[Task directions]: Output, please, every line from the line that holds "Record the location of each instance of the woman's face" to the end, exactly as written.

--- start of Records for the task ---

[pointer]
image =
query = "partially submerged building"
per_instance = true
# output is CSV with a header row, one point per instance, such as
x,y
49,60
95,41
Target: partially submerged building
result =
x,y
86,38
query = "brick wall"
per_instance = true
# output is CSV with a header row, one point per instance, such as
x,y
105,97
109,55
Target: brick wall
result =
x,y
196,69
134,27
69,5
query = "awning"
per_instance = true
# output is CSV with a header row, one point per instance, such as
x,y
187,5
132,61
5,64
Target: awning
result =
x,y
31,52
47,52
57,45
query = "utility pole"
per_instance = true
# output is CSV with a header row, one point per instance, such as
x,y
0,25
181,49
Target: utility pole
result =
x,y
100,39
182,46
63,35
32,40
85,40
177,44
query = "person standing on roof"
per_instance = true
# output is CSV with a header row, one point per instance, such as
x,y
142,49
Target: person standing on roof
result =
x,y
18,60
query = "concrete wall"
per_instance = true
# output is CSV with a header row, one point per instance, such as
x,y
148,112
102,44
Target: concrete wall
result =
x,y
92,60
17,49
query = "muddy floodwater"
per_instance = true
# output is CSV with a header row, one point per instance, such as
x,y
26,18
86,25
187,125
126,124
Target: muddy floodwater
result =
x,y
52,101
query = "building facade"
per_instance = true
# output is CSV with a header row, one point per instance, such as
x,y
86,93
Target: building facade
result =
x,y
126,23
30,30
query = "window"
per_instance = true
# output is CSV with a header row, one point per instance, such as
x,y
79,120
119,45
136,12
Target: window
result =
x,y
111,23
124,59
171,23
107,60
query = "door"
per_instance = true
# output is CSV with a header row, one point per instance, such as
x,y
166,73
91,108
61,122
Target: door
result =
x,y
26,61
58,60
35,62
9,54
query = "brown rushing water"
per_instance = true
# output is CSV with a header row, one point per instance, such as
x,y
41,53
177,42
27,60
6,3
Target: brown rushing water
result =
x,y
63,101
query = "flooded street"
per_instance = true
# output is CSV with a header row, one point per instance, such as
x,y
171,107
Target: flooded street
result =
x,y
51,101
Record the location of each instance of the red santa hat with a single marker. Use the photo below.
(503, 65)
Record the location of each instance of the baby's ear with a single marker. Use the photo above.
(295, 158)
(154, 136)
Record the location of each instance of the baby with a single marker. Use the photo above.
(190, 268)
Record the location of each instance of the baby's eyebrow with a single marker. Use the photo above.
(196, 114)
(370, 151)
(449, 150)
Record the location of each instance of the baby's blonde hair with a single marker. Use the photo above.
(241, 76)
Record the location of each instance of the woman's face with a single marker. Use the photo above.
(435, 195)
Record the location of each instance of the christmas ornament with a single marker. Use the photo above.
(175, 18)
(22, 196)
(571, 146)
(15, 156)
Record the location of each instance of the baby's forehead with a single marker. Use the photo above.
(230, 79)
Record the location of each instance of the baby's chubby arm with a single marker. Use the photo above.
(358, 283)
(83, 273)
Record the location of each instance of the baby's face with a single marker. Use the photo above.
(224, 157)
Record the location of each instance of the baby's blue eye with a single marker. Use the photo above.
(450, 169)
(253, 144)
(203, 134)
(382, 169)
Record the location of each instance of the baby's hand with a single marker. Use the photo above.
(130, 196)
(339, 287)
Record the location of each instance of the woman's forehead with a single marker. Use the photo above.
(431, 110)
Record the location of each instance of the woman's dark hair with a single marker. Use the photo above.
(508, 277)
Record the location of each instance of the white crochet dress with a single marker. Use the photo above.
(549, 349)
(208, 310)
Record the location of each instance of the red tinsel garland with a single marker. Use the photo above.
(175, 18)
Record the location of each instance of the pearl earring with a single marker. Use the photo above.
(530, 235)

--- end of Records for the task ---

[The solution]:
Record the location of each instance of the woman's face with a single marker. Use the photo above.
(435, 195)
Record the location of each instance of the christmas ornament with a single marker. Use the photo above.
(175, 18)
(22, 196)
(571, 146)
(15, 156)
Record the location of each instance of the baby's forehead with a single marker. Use the photo above.
(230, 79)
Record the location of each instance of the baby's chubby arm with a single marker. Use the photo above.
(358, 283)
(83, 273)
Record the location of each instance of the baby's face with a single marker. Use the photo above.
(224, 157)
Record the location of each instance of the baby's blue eye with a single marker. Use the photo above.
(450, 169)
(253, 144)
(203, 134)
(382, 169)
Record the location of each instance of the baby's hand with a single marker. Use the photo above.
(130, 196)
(339, 287)
Record the location of each instance of the woman's forehead with a single marker. Use the photo above.
(431, 110)
Record the location of each instance of the woman's dark hair with a single marker. Use the photo above.
(508, 277)
Record the location of each instance of the white crochet dress with a single marker. Use the photo above.
(549, 349)
(208, 310)
Record the location of each instance of the red tinsel garland with a single marker. Use the photo above.
(175, 18)
Record the location of each instance of the pearl earring with a single marker. Use the photo above.
(530, 235)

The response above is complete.